Your task —
Would you extract the whole listing below and retype it exactly?
--- --- ---
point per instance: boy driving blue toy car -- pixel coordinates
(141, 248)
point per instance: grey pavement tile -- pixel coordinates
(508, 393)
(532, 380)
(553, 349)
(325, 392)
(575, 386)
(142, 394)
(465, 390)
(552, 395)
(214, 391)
--- --- ---
Written solution —
point per instance: boy driving blue toy car -- pixel coordinates
(141, 248)
point per instance: grey pavement tile -- pixel coordinates
(508, 393)
(532, 380)
(553, 349)
(325, 392)
(575, 386)
(142, 394)
(465, 390)
(552, 395)
(214, 391)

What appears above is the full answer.